▸ **Stated problem**: Could you write out the material again, starting with the line that contains "Would you be able to point at the distant" and running through the last line, keeping every request but raising each number in the answer coordinates by 96? Leave the pictures out.
>>>>
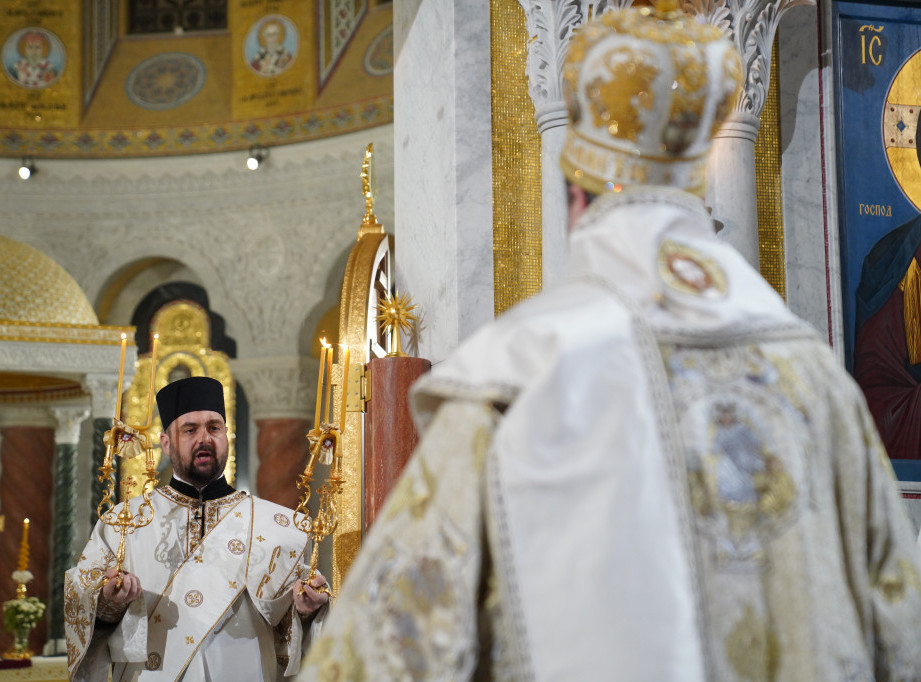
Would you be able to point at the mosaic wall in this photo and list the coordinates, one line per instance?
(77, 83)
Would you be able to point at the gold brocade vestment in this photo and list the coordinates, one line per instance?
(653, 471)
(216, 601)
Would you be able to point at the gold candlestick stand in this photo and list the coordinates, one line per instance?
(324, 447)
(127, 442)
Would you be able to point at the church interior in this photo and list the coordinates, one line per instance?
(222, 187)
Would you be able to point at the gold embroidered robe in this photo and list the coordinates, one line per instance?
(653, 471)
(214, 606)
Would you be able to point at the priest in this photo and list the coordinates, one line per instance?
(653, 470)
(211, 588)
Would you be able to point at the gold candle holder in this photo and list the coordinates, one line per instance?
(127, 442)
(324, 449)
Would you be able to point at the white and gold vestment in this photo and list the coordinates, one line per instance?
(216, 601)
(653, 471)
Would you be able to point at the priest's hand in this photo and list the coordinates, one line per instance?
(121, 592)
(310, 595)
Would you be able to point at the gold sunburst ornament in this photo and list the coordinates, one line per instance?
(395, 317)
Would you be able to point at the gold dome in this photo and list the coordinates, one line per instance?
(33, 288)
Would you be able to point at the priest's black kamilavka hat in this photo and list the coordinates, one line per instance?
(190, 395)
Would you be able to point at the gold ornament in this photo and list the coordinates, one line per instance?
(394, 317)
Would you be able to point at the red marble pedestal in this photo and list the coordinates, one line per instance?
(282, 448)
(390, 435)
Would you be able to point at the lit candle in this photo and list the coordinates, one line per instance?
(327, 412)
(121, 378)
(316, 413)
(345, 386)
(153, 372)
(24, 547)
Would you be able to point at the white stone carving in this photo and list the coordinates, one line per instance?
(751, 24)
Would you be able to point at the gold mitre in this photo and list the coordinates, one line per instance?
(646, 90)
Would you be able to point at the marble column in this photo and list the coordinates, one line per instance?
(26, 457)
(732, 193)
(443, 167)
(67, 436)
(103, 395)
(551, 27)
(281, 393)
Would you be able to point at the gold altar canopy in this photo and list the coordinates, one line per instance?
(184, 351)
(367, 276)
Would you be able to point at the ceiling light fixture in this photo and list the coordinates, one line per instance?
(257, 156)
(27, 168)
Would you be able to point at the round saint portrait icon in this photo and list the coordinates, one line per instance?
(33, 58)
(165, 80)
(900, 118)
(270, 46)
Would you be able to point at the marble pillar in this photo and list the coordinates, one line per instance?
(281, 392)
(732, 194)
(443, 167)
(103, 395)
(26, 455)
(809, 215)
(551, 30)
(66, 435)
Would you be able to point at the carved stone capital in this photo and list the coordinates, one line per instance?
(550, 24)
(751, 24)
(278, 387)
(67, 423)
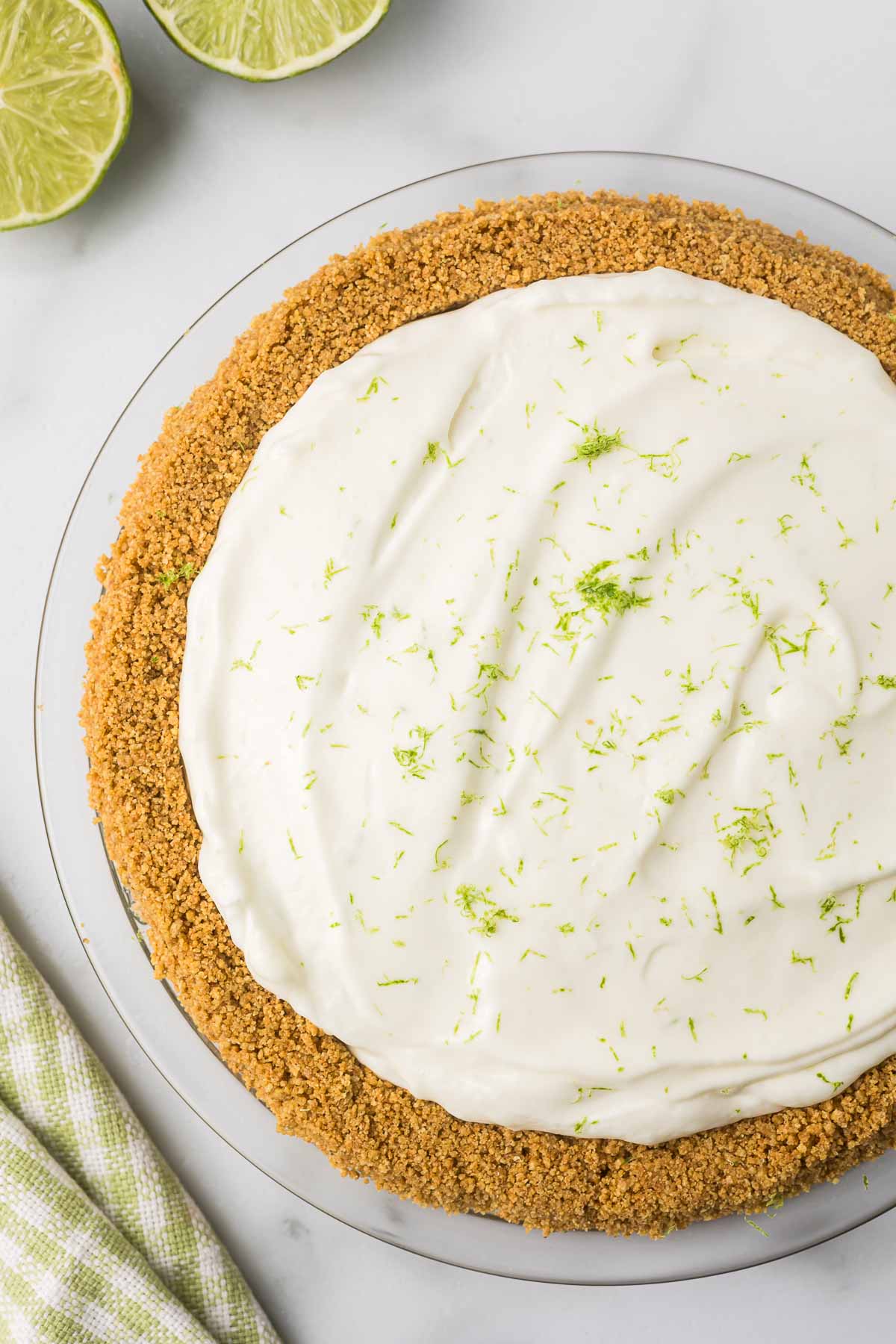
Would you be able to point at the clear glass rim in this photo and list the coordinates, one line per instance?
(440, 176)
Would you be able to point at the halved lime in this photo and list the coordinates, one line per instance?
(267, 40)
(65, 107)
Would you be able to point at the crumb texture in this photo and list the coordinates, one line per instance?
(314, 1085)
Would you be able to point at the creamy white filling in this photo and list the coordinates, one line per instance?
(538, 707)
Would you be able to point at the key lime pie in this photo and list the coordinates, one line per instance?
(492, 705)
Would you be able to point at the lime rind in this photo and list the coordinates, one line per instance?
(54, 132)
(188, 20)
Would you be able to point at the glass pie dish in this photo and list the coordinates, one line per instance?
(97, 900)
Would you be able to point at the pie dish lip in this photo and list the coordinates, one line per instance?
(558, 159)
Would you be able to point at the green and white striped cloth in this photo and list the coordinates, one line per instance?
(100, 1243)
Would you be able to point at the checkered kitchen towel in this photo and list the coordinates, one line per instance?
(99, 1241)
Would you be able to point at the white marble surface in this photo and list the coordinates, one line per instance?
(215, 176)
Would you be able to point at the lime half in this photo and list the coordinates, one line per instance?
(267, 40)
(65, 107)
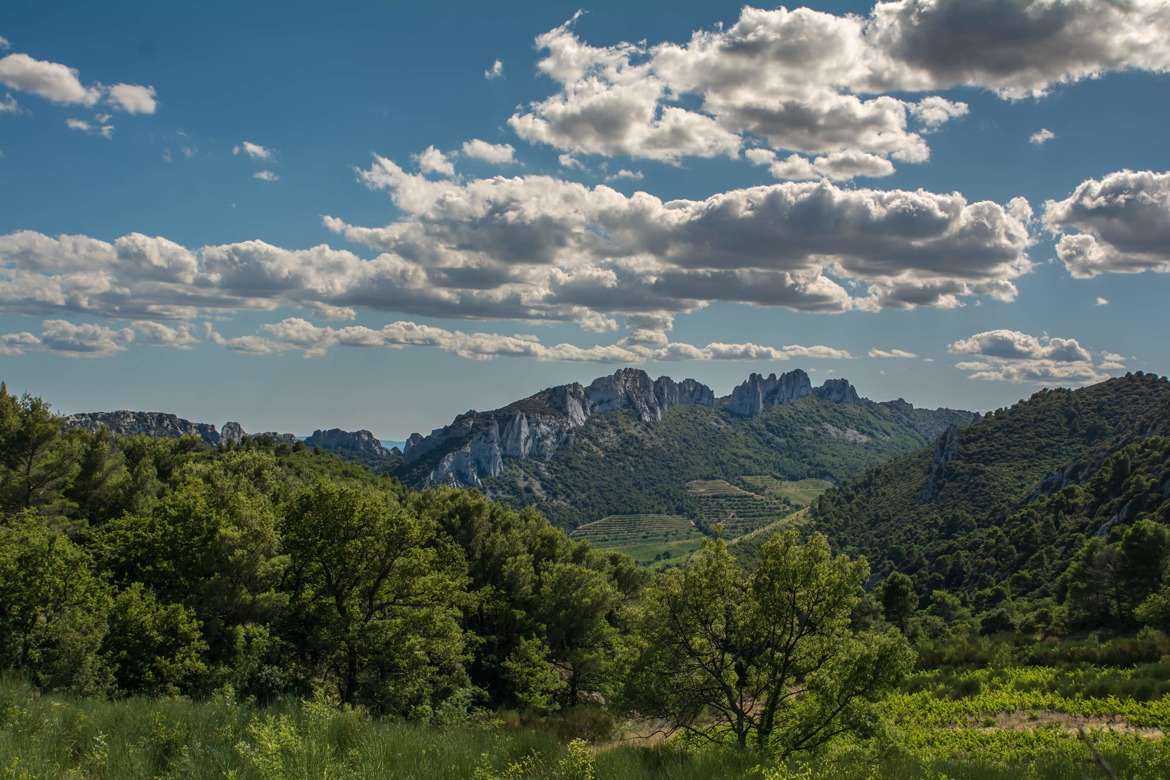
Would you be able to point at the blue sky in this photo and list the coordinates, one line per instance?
(371, 215)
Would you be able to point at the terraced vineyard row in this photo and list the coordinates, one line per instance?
(798, 494)
(738, 510)
(646, 538)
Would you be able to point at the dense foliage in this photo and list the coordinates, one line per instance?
(163, 566)
(1047, 517)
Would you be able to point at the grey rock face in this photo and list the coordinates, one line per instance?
(838, 391)
(351, 441)
(944, 453)
(758, 393)
(541, 425)
(232, 433)
(148, 423)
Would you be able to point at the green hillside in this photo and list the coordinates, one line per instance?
(1048, 509)
(619, 466)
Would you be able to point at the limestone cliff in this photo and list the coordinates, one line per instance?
(475, 443)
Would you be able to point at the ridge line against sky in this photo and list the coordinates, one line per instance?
(373, 218)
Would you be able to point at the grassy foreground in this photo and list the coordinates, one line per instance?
(991, 724)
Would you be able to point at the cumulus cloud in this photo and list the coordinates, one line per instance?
(52, 81)
(543, 249)
(890, 353)
(814, 83)
(432, 160)
(482, 150)
(1012, 356)
(254, 151)
(1119, 225)
(1041, 137)
(102, 129)
(1017, 48)
(132, 98)
(633, 175)
(62, 84)
(835, 167)
(311, 340)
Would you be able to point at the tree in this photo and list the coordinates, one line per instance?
(374, 601)
(897, 599)
(53, 607)
(769, 657)
(35, 460)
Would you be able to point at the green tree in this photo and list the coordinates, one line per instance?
(153, 648)
(374, 601)
(897, 599)
(35, 460)
(769, 656)
(53, 607)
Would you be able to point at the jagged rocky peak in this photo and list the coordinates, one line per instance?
(232, 433)
(838, 391)
(633, 388)
(146, 423)
(475, 443)
(758, 393)
(352, 441)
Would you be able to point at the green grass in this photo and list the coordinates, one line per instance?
(978, 725)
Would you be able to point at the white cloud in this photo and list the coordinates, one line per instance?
(634, 175)
(132, 98)
(537, 248)
(254, 151)
(890, 353)
(14, 344)
(159, 335)
(814, 83)
(835, 167)
(1012, 356)
(432, 160)
(1016, 48)
(482, 150)
(311, 340)
(1122, 225)
(84, 340)
(95, 129)
(1041, 137)
(48, 80)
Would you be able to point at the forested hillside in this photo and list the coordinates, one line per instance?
(136, 565)
(618, 464)
(1052, 515)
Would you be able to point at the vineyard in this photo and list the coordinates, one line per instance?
(646, 538)
(798, 494)
(737, 510)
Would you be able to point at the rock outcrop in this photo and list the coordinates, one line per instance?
(144, 423)
(160, 425)
(362, 442)
(474, 444)
(944, 453)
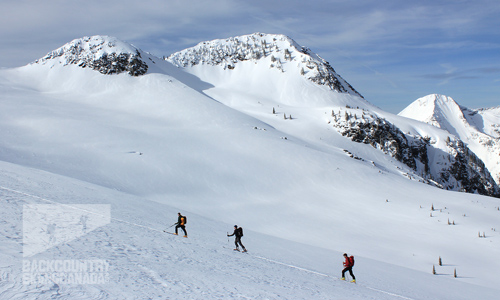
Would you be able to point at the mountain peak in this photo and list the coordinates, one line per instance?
(105, 54)
(277, 50)
(434, 109)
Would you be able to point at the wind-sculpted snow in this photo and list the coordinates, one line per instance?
(276, 50)
(106, 55)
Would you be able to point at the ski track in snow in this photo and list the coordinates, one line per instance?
(148, 272)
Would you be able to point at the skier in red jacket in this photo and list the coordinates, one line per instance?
(348, 264)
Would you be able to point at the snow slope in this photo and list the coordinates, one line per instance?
(478, 128)
(146, 263)
(174, 138)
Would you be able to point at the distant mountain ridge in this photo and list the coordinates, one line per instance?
(477, 128)
(279, 49)
(105, 54)
(273, 70)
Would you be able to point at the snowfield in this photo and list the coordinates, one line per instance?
(205, 142)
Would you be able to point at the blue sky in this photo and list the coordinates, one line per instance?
(391, 51)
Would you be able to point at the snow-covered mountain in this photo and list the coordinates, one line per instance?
(105, 54)
(234, 68)
(477, 128)
(253, 130)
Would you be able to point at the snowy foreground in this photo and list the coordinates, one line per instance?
(146, 263)
(93, 168)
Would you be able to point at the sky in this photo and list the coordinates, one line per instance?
(391, 51)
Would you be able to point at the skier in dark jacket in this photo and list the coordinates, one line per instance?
(348, 264)
(238, 233)
(181, 223)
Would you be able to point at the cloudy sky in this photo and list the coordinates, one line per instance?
(391, 51)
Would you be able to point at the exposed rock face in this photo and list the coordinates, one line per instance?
(458, 169)
(274, 49)
(104, 54)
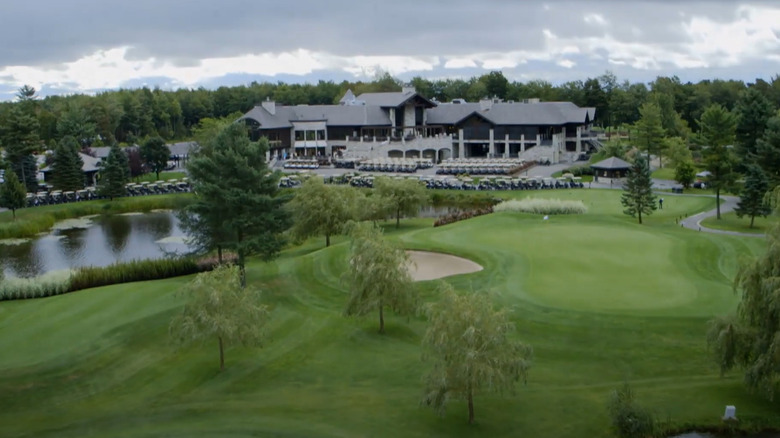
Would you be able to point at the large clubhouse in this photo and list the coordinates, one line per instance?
(407, 125)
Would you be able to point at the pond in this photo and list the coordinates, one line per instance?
(94, 241)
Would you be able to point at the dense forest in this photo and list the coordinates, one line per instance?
(129, 116)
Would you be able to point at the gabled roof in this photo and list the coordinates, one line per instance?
(334, 115)
(89, 164)
(612, 163)
(392, 99)
(505, 113)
<<<<
▸ **The solution**:
Would you be able to point at the distant mountain ridge in this photo and list the coordinates, one line per instance?
(573, 224)
(375, 145)
(201, 150)
(369, 166)
Would you be able to point at the snowfield in this photo and list the coordinates, one line per instance?
(301, 238)
Would you be able to point at the blue sky in this photo and list the coordinates, one line per instance?
(487, 147)
Would you be able to point at the snow-covered mountain in this photo and list the coordinates, one line per instance?
(201, 150)
(330, 164)
(573, 224)
(349, 226)
Would you be able to point at the snowy foreground in this photo and list the coordinates, one line per instance?
(242, 359)
(189, 264)
Would you be able to point at the sky in this photo and list the coordinates, one line per instance?
(487, 147)
Would you be able to point at the skier in dark jacket in this photo and list the coordinates, one line per instance?
(444, 360)
(334, 329)
(277, 319)
Would you be able to point at the cloudy sky in this photo and list the coordinates, one line per instance?
(487, 147)
Would you be able to point at the exposed rock face in this photo and list the coordinates, one line per instance?
(554, 265)
(370, 145)
(200, 150)
Would you be able to point at the large clubhouse in this photo and list the coordinates, one line per instance?
(503, 221)
Would you be able to point at the pond in this photo and list the coordinates, one line per instance?
(190, 337)
Would you be able to point at the dense forest in this photo and list the coordinates, one line per instance?
(225, 212)
Would you be able to point at the gabled roof in this photo and list the coordinates, one line per instance?
(430, 211)
(185, 260)
(708, 259)
(488, 195)
(601, 209)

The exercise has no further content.